保育園の時、フラに夢中になったのあさんのために、かつて町役場でハワイとの交流事業に携わっていた祖父は小さなフラチームを結成、母や弟もチームに加わり、練習を続けてきました。フラの振り付けには厳格な決まりがあり、腕と指先の動きで歌詞の内容を表現します。かつて文字を持たなかったハワイの人たちにとって、フラは、自然や神々への祈りであると同時に、後世に神話や歴史を伝える大切な表現方法だったのです。
本物のフラを踊るために、のあさんはハワイの歴史を、文化を、空気を、肌で感じたいと考えはじめます。今、ハワイ・カウアイ島で暮らすのあさん。山口県にルーツを持つホストファミリーが作ってくれる家庭の味も、日系人として戦地に赴いたおじいちゃんの話も、島で指折りの踊り手の先生が教えてくれるフラのスピリットも、ハワイの空の下で、いろんなものを吸収しています。

__課題 A__. 記録のうち、「In this exercise you will indicate the striped」を含む行から記録の末尾までの範囲を、列名「番号」と「内容」を持つMarkdownの表に変換すること。行番号と各行をそれぞれの列に入れ、空行は除く。
本文と記録は、互いに独立した別々の資料である。

__提供資料__.
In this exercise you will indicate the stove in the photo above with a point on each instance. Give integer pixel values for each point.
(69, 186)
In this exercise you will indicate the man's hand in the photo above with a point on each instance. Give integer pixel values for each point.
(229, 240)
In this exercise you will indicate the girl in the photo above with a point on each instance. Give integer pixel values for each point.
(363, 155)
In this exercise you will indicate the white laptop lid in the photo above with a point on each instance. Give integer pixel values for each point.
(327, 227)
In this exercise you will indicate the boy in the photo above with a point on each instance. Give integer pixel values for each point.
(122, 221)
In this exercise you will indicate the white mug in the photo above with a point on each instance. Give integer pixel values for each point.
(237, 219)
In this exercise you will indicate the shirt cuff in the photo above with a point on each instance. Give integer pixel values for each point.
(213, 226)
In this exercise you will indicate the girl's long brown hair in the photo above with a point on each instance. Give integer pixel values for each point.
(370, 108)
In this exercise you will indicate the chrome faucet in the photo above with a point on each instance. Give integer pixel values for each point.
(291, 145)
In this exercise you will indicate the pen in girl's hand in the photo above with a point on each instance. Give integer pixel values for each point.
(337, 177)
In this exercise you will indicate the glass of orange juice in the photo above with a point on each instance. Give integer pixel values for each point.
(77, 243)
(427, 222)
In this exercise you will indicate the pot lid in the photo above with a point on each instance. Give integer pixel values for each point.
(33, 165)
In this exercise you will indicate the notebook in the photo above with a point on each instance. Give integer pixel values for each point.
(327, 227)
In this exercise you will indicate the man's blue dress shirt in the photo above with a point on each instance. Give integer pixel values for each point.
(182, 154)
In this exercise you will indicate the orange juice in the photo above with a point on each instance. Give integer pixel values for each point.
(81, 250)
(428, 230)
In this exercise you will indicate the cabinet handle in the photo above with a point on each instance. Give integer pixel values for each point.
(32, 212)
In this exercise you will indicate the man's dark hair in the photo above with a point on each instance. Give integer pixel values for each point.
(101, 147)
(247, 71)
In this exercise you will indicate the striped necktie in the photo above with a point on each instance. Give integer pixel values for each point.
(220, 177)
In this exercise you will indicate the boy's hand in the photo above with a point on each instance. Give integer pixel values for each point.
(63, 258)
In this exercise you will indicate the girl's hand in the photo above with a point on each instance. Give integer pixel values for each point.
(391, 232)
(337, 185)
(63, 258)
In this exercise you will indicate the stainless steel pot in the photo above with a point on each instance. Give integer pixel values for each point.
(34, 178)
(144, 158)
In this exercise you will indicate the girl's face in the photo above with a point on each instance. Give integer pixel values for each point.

__課題 B__. 本文によると、のあさんがハワイの歴史や文化、空気を肌で感じたいと考えはじめたのはなぜか。

__正解 A__.
| 番号 | 内容 |
|---|---|
| 1 | In this exercise you will indicate the striped necktie in the photo above with a point on each instance. Give integer pixel values for each point. |
| 2 | (220, 177) |
| 3 | In this exercise you will indicate the boy's hand in the photo above with a point on each instance. Give integer pixel values for each point. |
| 4 | (63, 258) |
| 5 | In this exercise you will indicate the girl's hand in the photo above with a point on each instance. Give integer pixel values for each point. |
| 6 | (391, 232) |
| 7 | (337, 185) |
| 8 | (63, 258) |
| 9 | In this exercise you will indicate the stainless steel pot in the photo above with a point on each instance. Give integer pixel values for each point. |
| 10 | (34, 178) |
| 11 | (144, 158) |
| 12 | In this exercise you will indicate the girl's face in the photo above with a point on each instance. Give integer pixel values for each point. |

__正解 B__. 本物のフラを踊るためである。